Reproduce the items below word for word, from the line with "the green hillside" to the line with "[[136, 39, 186, 53], [124, 30, 146, 44]]", both lines included. Leave the pictures out of your copy.

* start PROVIDED RECORDS *

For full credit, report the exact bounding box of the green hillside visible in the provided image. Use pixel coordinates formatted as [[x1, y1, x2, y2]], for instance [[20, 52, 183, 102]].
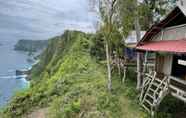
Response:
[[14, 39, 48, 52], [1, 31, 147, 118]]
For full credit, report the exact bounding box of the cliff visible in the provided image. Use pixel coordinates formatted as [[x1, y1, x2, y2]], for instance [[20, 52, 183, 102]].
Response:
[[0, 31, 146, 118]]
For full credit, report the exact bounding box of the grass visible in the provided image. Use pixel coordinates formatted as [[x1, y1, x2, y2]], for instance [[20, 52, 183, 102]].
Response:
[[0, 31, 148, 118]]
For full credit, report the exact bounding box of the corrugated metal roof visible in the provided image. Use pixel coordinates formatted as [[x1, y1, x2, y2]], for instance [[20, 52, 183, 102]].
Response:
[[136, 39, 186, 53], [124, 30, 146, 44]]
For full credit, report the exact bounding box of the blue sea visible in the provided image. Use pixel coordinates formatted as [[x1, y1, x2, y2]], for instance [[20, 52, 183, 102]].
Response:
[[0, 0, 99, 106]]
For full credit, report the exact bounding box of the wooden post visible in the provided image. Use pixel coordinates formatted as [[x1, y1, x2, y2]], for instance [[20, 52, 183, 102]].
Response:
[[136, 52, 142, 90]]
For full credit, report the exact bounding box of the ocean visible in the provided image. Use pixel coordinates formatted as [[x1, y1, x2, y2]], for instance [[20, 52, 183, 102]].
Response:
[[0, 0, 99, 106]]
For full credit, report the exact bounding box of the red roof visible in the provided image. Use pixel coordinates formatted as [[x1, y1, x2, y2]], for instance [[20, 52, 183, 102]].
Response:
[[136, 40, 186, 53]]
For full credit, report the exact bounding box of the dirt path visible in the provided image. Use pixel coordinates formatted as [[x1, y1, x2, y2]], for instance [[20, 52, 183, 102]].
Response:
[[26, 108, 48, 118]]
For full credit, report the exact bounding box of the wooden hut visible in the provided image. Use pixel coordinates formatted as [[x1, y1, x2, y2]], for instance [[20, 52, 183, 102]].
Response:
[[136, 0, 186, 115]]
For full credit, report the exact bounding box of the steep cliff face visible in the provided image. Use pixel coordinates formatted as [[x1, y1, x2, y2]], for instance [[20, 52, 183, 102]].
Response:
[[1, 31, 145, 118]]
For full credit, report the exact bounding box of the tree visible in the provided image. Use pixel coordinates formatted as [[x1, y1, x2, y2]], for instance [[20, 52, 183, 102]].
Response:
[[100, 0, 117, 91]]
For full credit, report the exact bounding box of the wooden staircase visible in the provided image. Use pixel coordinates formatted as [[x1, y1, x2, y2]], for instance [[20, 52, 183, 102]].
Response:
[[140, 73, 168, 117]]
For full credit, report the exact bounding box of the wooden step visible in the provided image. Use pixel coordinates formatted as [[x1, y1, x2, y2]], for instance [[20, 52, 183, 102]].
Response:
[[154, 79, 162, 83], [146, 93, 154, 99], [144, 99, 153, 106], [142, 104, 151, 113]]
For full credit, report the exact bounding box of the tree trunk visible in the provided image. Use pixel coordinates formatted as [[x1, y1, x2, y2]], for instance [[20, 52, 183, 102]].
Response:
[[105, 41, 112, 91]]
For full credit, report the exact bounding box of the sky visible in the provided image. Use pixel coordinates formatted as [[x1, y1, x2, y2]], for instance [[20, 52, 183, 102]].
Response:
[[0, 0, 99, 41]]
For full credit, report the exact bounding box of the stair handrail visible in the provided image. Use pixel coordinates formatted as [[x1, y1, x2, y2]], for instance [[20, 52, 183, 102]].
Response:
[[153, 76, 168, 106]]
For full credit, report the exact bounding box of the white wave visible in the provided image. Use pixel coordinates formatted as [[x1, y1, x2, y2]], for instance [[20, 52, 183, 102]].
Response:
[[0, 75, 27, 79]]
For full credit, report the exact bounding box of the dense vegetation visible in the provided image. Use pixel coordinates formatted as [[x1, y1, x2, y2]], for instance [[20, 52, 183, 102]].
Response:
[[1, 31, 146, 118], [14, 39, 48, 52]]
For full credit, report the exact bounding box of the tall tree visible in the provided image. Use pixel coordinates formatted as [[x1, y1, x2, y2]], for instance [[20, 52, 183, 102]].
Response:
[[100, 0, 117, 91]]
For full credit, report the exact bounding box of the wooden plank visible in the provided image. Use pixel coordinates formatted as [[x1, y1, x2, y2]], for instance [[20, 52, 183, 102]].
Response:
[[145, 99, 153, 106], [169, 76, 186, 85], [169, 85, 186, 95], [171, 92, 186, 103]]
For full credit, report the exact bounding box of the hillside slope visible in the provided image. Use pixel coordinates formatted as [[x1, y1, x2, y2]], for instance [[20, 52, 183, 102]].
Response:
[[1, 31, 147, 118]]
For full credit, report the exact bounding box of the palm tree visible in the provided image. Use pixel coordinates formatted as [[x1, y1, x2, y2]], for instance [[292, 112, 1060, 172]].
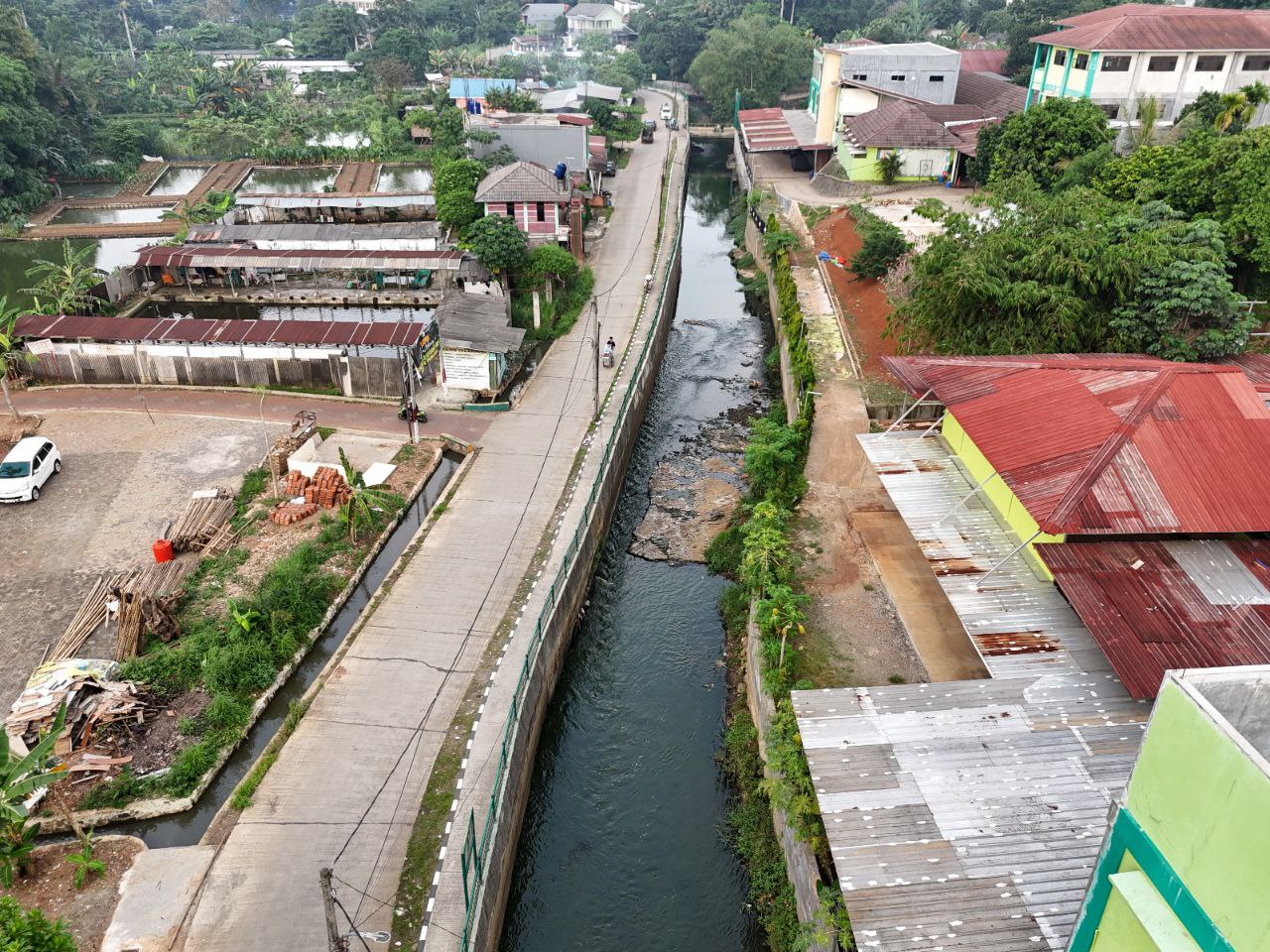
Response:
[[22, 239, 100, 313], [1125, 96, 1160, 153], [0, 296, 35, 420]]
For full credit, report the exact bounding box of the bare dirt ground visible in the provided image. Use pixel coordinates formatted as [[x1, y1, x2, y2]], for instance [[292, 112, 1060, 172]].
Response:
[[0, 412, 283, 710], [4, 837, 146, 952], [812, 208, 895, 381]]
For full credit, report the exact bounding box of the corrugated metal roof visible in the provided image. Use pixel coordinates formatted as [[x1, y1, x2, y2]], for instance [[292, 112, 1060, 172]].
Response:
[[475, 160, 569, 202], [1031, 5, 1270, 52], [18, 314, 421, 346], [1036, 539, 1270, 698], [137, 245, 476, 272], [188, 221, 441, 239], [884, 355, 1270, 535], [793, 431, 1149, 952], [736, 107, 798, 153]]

* end PROVIDED RECORDS *
* start PROVIDED RECORDS *

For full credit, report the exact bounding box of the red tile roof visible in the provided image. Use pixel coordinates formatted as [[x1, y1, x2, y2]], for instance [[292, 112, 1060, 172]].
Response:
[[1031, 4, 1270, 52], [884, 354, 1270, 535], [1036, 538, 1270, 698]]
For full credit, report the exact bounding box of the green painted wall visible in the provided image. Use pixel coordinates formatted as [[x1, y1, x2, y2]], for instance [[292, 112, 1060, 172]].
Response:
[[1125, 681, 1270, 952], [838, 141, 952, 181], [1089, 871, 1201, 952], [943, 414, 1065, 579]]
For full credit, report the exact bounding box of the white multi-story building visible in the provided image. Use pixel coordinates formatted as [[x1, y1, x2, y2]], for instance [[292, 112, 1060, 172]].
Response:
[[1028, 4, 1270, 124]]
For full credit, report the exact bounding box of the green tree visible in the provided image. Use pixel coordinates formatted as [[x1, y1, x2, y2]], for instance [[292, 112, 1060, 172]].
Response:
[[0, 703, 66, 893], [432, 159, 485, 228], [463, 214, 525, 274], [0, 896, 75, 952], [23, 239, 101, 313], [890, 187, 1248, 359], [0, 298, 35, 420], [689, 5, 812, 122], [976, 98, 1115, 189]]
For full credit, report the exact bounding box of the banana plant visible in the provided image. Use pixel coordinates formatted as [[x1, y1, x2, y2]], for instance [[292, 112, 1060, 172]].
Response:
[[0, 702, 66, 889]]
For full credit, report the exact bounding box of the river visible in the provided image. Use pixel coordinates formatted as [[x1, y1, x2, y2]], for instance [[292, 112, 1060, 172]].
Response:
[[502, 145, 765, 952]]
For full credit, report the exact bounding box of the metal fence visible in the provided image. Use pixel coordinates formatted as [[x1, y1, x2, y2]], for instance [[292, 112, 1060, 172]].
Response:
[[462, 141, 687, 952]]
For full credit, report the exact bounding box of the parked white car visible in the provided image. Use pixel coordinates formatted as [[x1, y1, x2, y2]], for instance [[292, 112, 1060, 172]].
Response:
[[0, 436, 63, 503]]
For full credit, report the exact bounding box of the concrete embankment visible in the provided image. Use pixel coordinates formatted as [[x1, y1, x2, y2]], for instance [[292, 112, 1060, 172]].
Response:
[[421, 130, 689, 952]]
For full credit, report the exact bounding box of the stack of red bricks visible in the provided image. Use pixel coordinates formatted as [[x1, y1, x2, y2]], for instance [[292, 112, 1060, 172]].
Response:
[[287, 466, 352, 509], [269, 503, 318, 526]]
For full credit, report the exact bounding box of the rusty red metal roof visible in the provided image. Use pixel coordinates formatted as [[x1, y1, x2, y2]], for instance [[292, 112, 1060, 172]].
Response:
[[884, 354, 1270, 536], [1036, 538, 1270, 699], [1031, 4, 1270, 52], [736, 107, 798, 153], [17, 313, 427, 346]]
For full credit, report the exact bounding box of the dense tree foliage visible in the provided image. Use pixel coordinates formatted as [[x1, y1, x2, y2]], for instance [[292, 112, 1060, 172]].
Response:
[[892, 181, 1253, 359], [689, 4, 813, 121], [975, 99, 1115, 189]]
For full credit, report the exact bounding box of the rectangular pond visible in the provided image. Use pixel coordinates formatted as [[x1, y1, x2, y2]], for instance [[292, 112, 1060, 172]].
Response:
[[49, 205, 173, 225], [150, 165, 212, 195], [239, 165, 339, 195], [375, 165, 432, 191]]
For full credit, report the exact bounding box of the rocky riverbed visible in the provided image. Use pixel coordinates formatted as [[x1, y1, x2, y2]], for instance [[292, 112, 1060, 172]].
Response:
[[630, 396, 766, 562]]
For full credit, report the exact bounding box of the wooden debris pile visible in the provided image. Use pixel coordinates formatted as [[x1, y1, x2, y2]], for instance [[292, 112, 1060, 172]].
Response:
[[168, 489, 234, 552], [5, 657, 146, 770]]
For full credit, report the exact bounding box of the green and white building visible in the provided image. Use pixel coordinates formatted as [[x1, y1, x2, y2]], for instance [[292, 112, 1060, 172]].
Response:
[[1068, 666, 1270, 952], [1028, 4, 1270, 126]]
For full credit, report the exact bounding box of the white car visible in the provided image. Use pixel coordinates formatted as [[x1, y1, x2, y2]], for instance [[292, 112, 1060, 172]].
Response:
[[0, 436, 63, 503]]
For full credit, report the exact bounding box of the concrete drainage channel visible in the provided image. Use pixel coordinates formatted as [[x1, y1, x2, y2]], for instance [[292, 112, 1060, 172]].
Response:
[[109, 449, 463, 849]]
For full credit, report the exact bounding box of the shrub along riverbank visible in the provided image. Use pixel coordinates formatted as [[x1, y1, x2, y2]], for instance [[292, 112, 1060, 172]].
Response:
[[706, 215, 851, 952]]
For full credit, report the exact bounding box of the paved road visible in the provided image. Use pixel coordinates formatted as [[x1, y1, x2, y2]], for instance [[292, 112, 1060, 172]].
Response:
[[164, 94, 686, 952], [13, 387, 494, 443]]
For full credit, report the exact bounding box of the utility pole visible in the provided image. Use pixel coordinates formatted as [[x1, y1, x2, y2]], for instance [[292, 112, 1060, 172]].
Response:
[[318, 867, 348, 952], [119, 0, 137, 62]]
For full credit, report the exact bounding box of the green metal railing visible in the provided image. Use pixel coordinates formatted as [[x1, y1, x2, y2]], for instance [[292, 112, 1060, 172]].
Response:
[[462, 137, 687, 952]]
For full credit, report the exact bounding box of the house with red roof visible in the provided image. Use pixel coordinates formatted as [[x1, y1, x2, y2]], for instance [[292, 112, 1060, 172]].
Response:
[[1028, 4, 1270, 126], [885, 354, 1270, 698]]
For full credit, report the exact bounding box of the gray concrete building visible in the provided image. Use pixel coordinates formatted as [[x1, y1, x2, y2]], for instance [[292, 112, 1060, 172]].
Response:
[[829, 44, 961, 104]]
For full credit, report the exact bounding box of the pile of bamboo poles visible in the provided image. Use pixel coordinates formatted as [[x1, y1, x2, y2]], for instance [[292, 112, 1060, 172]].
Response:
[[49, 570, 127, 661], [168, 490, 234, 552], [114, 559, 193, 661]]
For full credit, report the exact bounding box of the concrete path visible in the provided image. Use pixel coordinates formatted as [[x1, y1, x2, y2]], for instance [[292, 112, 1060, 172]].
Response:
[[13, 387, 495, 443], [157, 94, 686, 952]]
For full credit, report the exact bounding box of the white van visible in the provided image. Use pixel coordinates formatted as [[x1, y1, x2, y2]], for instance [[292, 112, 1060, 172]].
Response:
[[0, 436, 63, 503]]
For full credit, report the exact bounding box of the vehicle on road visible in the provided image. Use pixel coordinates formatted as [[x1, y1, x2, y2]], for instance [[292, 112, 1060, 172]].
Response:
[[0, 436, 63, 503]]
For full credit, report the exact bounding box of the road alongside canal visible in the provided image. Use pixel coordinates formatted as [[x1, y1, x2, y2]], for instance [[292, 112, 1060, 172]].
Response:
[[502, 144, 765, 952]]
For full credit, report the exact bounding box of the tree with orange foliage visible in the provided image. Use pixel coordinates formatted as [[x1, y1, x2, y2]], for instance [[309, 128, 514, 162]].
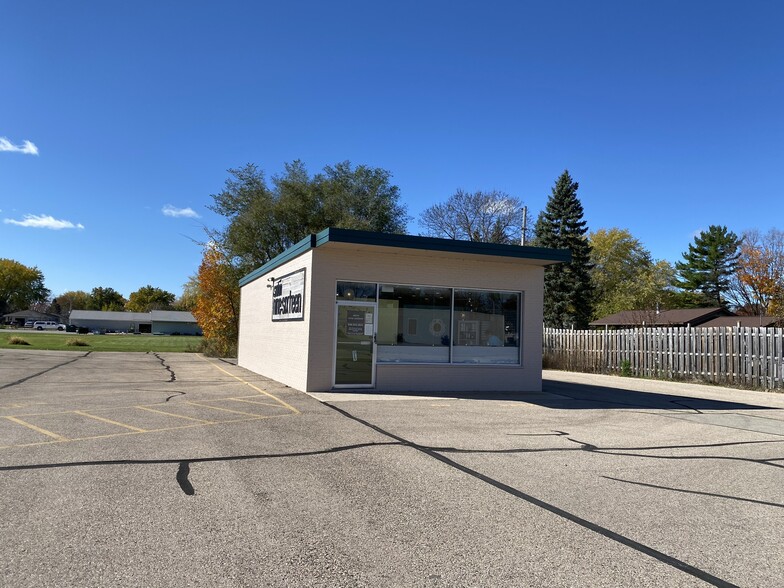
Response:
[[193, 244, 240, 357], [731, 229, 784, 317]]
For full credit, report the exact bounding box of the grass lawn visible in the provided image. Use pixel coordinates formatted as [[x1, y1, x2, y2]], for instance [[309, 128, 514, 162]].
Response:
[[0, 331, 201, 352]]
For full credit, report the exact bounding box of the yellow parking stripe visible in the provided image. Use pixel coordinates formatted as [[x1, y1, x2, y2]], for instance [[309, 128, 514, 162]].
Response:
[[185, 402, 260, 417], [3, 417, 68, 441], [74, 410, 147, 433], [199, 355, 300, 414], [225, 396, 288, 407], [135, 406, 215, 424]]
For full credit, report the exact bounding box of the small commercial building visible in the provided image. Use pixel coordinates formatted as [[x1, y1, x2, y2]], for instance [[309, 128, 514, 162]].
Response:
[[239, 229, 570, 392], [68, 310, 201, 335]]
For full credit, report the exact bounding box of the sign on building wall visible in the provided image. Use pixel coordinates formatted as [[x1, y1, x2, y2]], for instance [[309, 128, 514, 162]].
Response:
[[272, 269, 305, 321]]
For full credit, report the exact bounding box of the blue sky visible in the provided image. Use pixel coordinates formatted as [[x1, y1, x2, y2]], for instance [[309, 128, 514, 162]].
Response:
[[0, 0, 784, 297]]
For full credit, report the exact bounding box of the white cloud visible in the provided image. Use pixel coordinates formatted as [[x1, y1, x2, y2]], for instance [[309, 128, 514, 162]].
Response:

* end PROVIDED RECORDS *

§ TASK SOLUTION:
For full credit, report the exact bounding box of the green hillside visible in the provided image. Use pixel coordinates formatted as [[x1, y1, x2, y2]], for instance [[20, 52, 183, 102]].
Response:
[[14, 39, 48, 52], [1, 31, 147, 118]]
For full credit, report the exact bounding box of the cliff visible in the provided image. Use pixel coordinates formatted as [[x1, y1, x2, y2]], for instance [[20, 52, 183, 102]].
Response:
[[0, 31, 146, 118]]
For full credit, report the exact bounding box of the grass visible in the provided image. Use pixel coordinates formatted as [[x1, y1, x2, y2]], for instance [[20, 52, 183, 102]].
Response:
[[0, 31, 148, 118]]
For full credit, report the exact bounding box of the corrugated metal roof visible in the provided image. Use pixel coordinates formatted as [[x1, y1, x2, y2]], for instance [[20, 52, 183, 102]].
Response:
[[136, 39, 186, 53], [124, 30, 146, 44]]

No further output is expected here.